▶ [Entries]:
====

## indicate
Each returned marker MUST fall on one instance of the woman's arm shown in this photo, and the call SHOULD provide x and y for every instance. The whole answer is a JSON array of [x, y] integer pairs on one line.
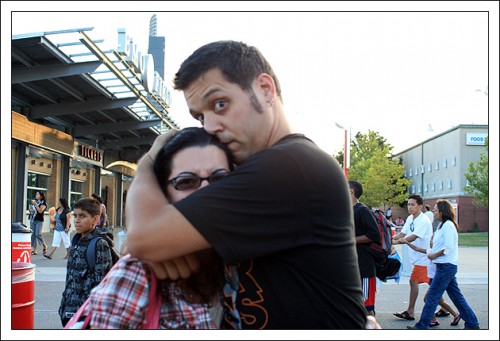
[[418, 249]]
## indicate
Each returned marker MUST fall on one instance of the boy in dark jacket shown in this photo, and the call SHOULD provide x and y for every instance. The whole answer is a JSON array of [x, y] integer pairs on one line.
[[80, 277]]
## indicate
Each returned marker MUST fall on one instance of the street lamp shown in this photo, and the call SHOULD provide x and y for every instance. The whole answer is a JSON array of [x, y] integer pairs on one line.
[[347, 148]]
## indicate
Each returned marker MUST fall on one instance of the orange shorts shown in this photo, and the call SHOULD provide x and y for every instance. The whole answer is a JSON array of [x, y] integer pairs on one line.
[[419, 274]]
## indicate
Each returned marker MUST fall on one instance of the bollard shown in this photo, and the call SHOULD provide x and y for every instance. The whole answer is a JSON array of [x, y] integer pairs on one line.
[[23, 295], [21, 243]]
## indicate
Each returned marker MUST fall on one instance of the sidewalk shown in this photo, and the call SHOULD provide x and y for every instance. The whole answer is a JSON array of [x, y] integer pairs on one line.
[[391, 296]]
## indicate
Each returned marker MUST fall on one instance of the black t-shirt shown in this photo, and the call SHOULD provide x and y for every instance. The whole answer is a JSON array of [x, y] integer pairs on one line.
[[285, 219], [365, 224]]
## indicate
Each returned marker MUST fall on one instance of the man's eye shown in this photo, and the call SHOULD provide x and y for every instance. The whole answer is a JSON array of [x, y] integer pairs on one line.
[[200, 118], [219, 105]]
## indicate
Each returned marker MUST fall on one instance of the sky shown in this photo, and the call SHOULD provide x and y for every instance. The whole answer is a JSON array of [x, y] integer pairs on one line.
[[392, 67], [407, 75]]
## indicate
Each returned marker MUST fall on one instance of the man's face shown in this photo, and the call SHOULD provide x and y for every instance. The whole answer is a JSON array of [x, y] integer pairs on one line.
[[84, 222], [413, 207], [238, 118]]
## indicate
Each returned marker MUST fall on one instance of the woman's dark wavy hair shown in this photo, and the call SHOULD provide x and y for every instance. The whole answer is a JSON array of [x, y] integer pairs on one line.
[[447, 212], [238, 62], [201, 286], [42, 195], [185, 138]]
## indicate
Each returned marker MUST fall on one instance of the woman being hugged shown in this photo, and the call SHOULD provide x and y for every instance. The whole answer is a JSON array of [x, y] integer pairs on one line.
[[444, 253], [189, 161]]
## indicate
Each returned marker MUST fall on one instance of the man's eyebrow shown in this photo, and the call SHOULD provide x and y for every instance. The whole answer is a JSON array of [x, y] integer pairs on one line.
[[204, 98], [210, 92]]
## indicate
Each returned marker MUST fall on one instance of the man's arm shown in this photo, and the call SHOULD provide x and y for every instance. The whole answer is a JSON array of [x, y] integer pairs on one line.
[[156, 231]]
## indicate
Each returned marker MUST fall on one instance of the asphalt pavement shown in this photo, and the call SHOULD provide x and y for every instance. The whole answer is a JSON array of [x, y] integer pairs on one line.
[[473, 279]]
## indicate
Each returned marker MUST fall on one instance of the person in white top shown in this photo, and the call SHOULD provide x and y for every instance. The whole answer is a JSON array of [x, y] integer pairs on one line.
[[418, 231], [444, 253], [428, 213]]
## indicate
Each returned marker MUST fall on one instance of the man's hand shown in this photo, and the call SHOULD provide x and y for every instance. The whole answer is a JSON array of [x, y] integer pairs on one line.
[[181, 267]]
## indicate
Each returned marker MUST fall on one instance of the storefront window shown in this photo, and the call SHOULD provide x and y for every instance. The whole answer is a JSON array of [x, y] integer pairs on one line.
[[76, 192], [36, 182]]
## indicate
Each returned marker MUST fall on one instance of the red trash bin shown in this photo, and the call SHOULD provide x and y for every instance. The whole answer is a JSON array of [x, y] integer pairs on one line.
[[21, 243], [23, 295]]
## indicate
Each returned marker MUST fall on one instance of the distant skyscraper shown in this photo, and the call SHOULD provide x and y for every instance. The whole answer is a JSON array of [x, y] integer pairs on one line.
[[156, 47]]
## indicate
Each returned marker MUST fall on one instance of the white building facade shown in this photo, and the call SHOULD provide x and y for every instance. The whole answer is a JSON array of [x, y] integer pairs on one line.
[[436, 168]]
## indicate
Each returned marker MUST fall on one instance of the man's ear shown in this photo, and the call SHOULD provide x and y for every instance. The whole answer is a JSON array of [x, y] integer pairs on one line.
[[266, 83]]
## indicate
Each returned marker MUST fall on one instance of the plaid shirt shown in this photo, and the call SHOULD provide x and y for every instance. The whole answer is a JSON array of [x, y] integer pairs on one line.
[[121, 301]]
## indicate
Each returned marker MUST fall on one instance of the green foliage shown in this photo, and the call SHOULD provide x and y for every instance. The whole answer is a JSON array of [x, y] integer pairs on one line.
[[381, 176], [477, 176]]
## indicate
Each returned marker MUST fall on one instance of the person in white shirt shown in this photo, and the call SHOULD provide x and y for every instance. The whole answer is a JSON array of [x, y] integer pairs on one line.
[[444, 253], [417, 230]]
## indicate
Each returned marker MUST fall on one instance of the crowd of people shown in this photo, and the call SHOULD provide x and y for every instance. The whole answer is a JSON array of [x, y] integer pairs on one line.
[[243, 222]]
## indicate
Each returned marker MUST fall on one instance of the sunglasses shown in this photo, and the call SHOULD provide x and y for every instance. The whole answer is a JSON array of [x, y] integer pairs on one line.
[[188, 181]]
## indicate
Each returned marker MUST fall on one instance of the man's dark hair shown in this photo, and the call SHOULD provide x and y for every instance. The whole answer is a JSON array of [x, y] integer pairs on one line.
[[238, 62], [90, 205], [98, 198], [357, 187], [417, 198]]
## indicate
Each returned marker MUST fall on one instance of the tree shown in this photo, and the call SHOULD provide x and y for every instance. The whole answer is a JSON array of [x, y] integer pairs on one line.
[[372, 165], [477, 179]]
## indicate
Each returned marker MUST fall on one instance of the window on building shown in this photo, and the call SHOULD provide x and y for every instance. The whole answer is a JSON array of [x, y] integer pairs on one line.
[[76, 192], [36, 182]]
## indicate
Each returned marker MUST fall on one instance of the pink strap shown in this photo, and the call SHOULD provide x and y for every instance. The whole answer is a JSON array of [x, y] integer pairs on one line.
[[153, 313]]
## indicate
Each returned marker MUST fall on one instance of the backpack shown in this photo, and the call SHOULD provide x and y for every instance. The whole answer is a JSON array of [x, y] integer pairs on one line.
[[91, 253], [381, 248]]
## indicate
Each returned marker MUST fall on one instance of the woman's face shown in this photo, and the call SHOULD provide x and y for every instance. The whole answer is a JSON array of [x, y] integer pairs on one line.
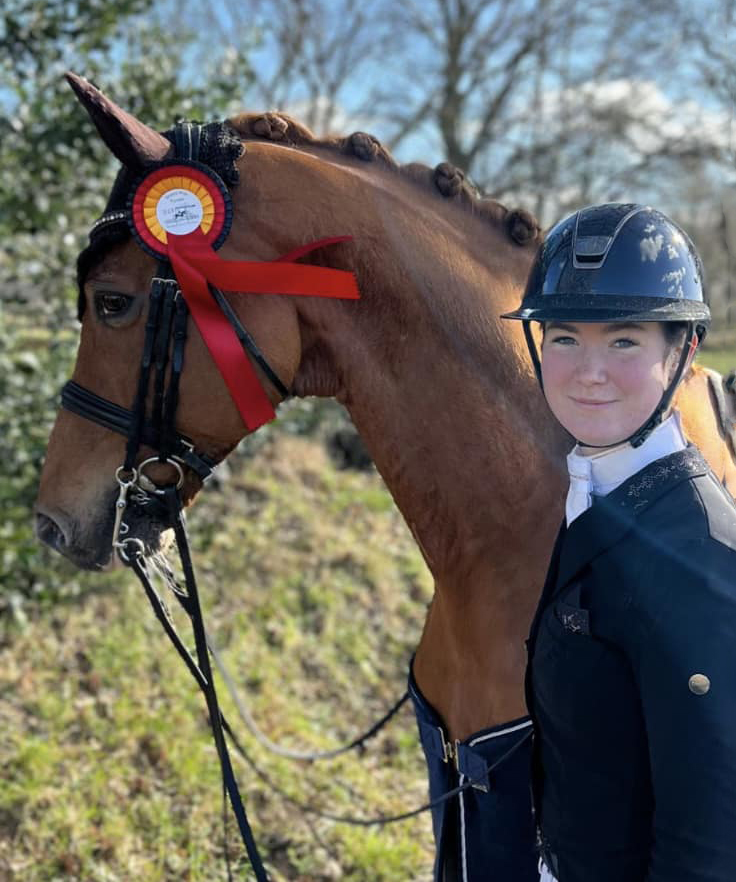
[[603, 381]]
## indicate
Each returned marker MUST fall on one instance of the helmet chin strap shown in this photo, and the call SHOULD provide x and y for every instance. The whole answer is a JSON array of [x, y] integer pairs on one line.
[[637, 438]]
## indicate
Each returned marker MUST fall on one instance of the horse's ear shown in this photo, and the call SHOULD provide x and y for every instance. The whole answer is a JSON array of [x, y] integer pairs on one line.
[[134, 143]]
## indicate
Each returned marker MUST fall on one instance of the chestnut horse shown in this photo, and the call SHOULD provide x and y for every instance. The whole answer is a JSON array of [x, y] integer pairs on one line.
[[441, 391]]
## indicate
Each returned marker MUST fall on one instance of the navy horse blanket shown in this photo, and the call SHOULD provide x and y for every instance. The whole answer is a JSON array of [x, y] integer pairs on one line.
[[487, 832]]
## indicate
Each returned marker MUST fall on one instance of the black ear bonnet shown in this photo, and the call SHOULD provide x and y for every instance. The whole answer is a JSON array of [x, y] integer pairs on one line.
[[219, 148]]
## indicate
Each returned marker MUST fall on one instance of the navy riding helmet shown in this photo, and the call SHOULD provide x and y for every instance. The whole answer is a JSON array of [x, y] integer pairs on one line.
[[618, 262]]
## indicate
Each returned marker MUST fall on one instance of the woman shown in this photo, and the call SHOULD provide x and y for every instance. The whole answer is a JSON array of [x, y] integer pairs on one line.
[[631, 680]]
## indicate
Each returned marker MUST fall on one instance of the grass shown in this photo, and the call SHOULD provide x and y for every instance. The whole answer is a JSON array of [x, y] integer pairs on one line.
[[108, 768], [721, 359]]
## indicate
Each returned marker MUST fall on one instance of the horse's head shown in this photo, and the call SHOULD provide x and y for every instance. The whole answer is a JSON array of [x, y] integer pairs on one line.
[[76, 504]]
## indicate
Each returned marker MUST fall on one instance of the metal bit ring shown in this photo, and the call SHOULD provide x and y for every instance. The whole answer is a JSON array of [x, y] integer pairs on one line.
[[145, 483]]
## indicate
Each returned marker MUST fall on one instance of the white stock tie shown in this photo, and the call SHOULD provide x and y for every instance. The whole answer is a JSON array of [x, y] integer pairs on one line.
[[579, 495]]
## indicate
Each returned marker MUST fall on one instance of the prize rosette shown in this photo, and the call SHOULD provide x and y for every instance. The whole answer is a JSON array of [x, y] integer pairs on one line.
[[178, 198]]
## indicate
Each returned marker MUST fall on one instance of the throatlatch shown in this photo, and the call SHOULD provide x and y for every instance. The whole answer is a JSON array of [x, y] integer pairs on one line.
[[180, 212]]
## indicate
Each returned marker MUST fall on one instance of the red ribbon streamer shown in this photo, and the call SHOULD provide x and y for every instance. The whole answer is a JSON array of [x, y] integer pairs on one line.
[[197, 266]]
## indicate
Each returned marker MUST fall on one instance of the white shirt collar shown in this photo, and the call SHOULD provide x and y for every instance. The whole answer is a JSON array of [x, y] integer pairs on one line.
[[601, 472]]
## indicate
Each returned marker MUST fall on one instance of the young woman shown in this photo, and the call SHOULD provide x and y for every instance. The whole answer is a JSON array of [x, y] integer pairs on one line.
[[631, 680]]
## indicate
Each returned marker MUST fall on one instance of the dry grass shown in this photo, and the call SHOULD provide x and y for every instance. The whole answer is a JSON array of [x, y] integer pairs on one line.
[[316, 594]]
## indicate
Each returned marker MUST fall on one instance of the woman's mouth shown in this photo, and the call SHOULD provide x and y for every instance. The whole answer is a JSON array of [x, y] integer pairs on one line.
[[591, 402]]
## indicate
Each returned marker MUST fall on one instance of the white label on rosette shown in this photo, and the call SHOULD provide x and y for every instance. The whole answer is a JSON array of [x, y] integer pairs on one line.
[[179, 211]]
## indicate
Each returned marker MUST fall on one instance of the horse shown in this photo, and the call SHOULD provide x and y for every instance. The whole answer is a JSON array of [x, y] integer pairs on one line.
[[440, 390]]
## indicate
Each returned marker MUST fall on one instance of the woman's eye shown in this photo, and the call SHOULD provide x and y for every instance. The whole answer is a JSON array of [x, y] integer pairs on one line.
[[110, 304], [624, 343]]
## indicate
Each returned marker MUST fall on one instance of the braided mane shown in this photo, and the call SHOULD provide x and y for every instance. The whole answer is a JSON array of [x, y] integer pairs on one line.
[[446, 179]]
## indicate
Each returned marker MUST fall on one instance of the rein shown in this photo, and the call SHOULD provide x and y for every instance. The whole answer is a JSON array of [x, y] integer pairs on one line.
[[187, 282]]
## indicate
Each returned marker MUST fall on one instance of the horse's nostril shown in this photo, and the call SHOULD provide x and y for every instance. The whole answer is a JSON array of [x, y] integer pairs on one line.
[[50, 532]]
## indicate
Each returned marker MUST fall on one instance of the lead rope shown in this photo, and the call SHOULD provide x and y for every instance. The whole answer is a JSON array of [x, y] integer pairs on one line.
[[202, 674], [200, 670]]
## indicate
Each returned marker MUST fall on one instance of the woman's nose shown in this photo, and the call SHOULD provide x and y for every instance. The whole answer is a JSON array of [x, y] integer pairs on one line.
[[592, 368]]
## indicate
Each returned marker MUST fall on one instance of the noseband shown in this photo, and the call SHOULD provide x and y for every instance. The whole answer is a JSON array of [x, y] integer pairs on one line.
[[183, 286]]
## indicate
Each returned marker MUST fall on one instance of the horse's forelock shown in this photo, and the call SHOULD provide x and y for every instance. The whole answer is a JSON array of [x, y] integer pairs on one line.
[[220, 147]]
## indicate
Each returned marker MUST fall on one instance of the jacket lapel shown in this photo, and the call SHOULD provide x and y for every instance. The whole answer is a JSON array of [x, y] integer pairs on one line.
[[612, 516]]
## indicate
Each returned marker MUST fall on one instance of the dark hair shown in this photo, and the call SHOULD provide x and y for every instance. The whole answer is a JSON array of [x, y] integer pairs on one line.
[[674, 333]]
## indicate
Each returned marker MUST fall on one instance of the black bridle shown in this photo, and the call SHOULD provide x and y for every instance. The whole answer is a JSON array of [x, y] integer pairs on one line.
[[160, 373], [161, 366]]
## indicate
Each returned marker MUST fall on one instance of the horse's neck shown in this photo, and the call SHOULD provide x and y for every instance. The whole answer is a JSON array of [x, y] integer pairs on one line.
[[451, 415]]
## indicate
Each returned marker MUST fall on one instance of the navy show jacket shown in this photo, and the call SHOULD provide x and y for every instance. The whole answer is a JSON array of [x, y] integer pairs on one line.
[[634, 760]]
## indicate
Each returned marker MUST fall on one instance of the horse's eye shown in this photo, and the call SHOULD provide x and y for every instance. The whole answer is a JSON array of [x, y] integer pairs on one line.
[[111, 304]]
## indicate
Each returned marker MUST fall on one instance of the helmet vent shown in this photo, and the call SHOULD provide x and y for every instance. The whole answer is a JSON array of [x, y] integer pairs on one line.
[[591, 249]]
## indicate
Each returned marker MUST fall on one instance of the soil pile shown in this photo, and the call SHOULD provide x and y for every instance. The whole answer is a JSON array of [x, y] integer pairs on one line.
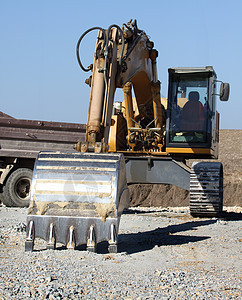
[[165, 195]]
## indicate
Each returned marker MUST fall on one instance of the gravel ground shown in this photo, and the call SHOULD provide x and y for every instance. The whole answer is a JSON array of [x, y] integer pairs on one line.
[[163, 254]]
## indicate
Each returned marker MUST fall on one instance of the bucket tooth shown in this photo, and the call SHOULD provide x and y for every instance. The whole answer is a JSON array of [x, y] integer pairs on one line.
[[51, 245], [113, 247], [91, 240], [77, 199], [71, 242], [29, 242]]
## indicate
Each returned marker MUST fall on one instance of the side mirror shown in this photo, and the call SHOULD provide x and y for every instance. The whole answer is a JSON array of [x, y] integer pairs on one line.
[[224, 91]]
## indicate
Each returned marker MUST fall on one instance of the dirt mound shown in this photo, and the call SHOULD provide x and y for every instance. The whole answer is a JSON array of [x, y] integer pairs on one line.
[[167, 195]]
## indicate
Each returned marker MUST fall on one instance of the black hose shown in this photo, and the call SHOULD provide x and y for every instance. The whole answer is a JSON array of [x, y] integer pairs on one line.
[[79, 42], [122, 35]]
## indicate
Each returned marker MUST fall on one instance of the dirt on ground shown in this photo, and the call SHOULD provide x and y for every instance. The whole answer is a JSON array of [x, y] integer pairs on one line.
[[165, 195]]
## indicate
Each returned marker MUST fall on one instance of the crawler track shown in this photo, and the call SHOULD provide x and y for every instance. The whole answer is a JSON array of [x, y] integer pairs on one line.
[[206, 189]]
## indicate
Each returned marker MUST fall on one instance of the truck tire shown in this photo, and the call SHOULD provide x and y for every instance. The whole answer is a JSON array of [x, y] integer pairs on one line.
[[16, 191]]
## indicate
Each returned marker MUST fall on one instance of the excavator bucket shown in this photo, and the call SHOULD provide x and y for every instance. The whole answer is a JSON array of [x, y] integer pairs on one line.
[[77, 198]]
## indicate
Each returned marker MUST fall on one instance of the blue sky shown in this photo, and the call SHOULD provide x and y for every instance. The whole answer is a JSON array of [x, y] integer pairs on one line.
[[39, 75]]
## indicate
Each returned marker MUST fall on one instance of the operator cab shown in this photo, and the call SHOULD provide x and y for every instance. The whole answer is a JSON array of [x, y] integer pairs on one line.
[[192, 123]]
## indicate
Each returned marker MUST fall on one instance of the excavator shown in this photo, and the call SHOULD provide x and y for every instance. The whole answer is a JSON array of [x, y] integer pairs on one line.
[[77, 197]]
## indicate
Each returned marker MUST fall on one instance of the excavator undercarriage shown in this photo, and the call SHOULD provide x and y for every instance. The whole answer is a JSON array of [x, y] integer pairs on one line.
[[78, 197]]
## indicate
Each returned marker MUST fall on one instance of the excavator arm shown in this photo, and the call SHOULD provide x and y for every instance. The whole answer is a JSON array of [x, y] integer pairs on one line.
[[124, 58], [78, 198]]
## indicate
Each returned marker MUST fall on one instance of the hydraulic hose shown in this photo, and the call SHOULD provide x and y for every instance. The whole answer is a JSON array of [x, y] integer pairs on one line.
[[79, 42]]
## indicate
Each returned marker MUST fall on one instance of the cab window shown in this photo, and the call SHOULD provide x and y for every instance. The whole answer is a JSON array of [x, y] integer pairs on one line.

====

▶ [What to work on]:
Extract each line of the records above that contains the word "black", and copy every such line without alteration.

▶ [The output]:
Each returned marker MUST fall on one instance of the black t-shirt shown in this photo, and the call SHOULD provide x and y for every instance. The whole answer is a JSON array of [x, y] integer pairs on one line.
Each returned marker MUST fall on one instance of the black ear bonnet shown in this photo, and the call SHOULD provide x and y for every instance. The whole answer is a JSON array of [x, y] integer pairs on one line.
Each returned marker MUST fall on one instance of the black bridle shown in this photo, and the call SHOULD provide x and y for every instance. The whole answer is a JSON array of [x, y] integer pairs on one line.
Each returned marker MUST fall on one instance of the black hose shown in this photo, and the call SHOULD provide x and y for every instance. The whole answer is a JSON array of [x, y] integer pairs on one line.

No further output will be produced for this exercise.